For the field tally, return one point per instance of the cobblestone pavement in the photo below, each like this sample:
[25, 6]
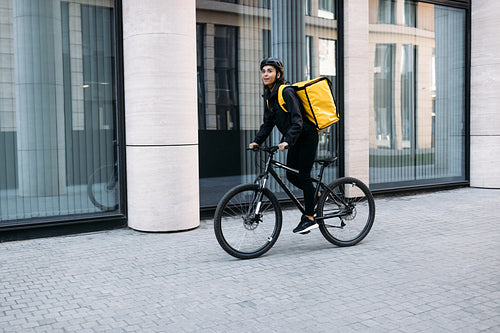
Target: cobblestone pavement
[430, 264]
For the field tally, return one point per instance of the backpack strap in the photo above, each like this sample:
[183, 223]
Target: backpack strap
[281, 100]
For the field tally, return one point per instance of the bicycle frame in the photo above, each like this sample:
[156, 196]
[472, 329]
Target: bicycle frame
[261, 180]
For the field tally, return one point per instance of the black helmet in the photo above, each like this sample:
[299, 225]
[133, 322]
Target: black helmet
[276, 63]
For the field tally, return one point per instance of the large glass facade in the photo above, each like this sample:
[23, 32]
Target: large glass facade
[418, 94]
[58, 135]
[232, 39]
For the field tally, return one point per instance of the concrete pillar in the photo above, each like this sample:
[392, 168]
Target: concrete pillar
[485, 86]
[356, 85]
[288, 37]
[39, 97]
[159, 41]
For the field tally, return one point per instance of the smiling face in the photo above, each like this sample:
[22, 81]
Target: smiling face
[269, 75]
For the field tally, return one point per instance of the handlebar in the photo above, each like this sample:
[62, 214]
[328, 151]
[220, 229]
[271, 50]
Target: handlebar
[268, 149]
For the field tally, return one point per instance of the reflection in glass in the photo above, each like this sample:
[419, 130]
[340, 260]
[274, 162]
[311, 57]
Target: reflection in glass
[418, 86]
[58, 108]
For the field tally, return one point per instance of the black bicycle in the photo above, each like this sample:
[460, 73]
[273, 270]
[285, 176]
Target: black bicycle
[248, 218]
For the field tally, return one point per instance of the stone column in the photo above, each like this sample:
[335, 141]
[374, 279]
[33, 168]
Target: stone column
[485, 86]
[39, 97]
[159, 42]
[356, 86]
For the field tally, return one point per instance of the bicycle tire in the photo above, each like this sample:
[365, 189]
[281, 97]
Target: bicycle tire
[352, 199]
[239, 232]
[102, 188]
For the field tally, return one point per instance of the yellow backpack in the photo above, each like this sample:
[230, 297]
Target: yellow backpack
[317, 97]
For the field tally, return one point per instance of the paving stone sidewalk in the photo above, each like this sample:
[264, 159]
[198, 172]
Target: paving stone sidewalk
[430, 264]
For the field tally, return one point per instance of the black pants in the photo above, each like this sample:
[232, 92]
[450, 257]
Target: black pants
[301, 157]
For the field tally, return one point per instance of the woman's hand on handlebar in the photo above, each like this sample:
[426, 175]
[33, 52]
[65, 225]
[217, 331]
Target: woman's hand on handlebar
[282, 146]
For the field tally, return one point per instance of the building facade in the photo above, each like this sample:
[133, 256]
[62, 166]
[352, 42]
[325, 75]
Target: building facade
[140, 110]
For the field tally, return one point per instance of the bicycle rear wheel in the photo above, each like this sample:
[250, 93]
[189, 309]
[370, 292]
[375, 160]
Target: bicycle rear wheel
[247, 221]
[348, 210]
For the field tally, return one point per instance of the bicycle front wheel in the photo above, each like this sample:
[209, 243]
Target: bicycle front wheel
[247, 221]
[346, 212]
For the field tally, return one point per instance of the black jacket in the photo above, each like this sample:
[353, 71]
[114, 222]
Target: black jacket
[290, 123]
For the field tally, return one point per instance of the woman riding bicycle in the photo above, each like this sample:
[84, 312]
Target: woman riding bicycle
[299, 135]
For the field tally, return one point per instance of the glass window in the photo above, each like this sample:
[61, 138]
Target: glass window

TASK BRIEF: Images are to be skipped, and each line above is to be returned exactly.

TASK RESPONSE:
For the field tally, return one point per instance of the cobblestone pavement in the photo below, each like this sample:
[25, 6]
Target: cobblestone pavement
[430, 264]
For the field tally, return one point per instance of the backpack strap in the photo above, each like this sample:
[183, 223]
Target: backpack strap
[281, 100]
For the field tally, return one point per instance of the bicycle frame in the photo above, each like this sample:
[156, 196]
[472, 329]
Target: bicycle frame
[261, 180]
For the field tally, return one point per instance of the black helmet in the photo above, each like this sample:
[299, 225]
[133, 322]
Target: black helmet
[276, 63]
For the field tally, return one point per instance of the large glass facade in the photo above, each like this sample:
[23, 32]
Target: large glass facade
[418, 94]
[58, 135]
[232, 39]
For the field tally, return one point per instance of the concrete pillar in the photo above, each like this sample:
[392, 168]
Target: concrete pillar
[485, 86]
[356, 85]
[288, 37]
[39, 97]
[159, 41]
For the field tally, return one point per instance of the smiling face in the photo above, each like this sample:
[22, 81]
Target: smiling face
[269, 75]
For the field tally, return one point per instance of the handlebar in the photo above, each like this sample:
[62, 214]
[328, 151]
[220, 229]
[271, 50]
Target: handlebar
[268, 149]
For the field tally, return one point per instance of the reflection in glass in the photo above, each like this sample:
[419, 130]
[340, 260]
[274, 162]
[311, 57]
Target: reflection in glass
[418, 86]
[58, 108]
For the field tally, return one point per instance of the black bicycle in the photo above, each like this sample:
[460, 73]
[273, 270]
[285, 176]
Target: black bicycle
[248, 218]
For the field tally, return one point per instance of the stone column in the photo above, each like this sample:
[335, 141]
[374, 279]
[33, 168]
Target: stone column
[485, 86]
[39, 97]
[159, 42]
[356, 86]
For the field tally, return one point per instance of the bicycle tire in the photo above, each like this sample:
[365, 189]
[281, 97]
Target: bicycle tire
[352, 199]
[239, 232]
[102, 188]
For the field tally, return one point per instance of the yellow backpack in the photo above, each like this sample:
[230, 297]
Target: yellow backpack
[317, 97]
For the field tally, return one point per instance of the paving stone sidewalk in the photo above, each like this sample:
[264, 159]
[198, 172]
Target: paving stone sidewalk
[430, 264]
For the field tally, return one point per instance of the black pants in the photo above, each like this sample:
[232, 92]
[450, 257]
Target: black pants
[301, 157]
For the field tally, return one point per instance of the woman's hand on handlebar in the photo above, each like this sample:
[426, 175]
[33, 52]
[65, 225]
[217, 331]
Target: woman's hand on handlebar
[282, 146]
For the field tally, return one point per instance of the building facade in the photo above, each like this sample:
[133, 256]
[62, 166]
[352, 42]
[325, 75]
Target: building facade
[140, 110]
For the field tally, return one point per instance of the bicycle rear wheel in the photo above, each like this sample:
[250, 93]
[189, 309]
[370, 292]
[375, 160]
Target: bicycle rear wheel
[247, 221]
[348, 210]
For the field tally, return one point per instance of the bicycle front wheel in the photo above, each like this sample:
[209, 243]
Target: bicycle front wheel
[247, 221]
[346, 212]
For the field tally, return one point per instance of the black jacket in the photo above, each like this sample:
[353, 71]
[114, 222]
Target: black jacket
[290, 123]
For the field tally, return one point per instance of the woman riding bicycle in the photo above, each like this sample:
[84, 312]
Target: woman riding bicycle
[299, 135]
For the field tally, return one point per instance of the glass window in the photo above, each like this sample:
[61, 138]
Target: glass window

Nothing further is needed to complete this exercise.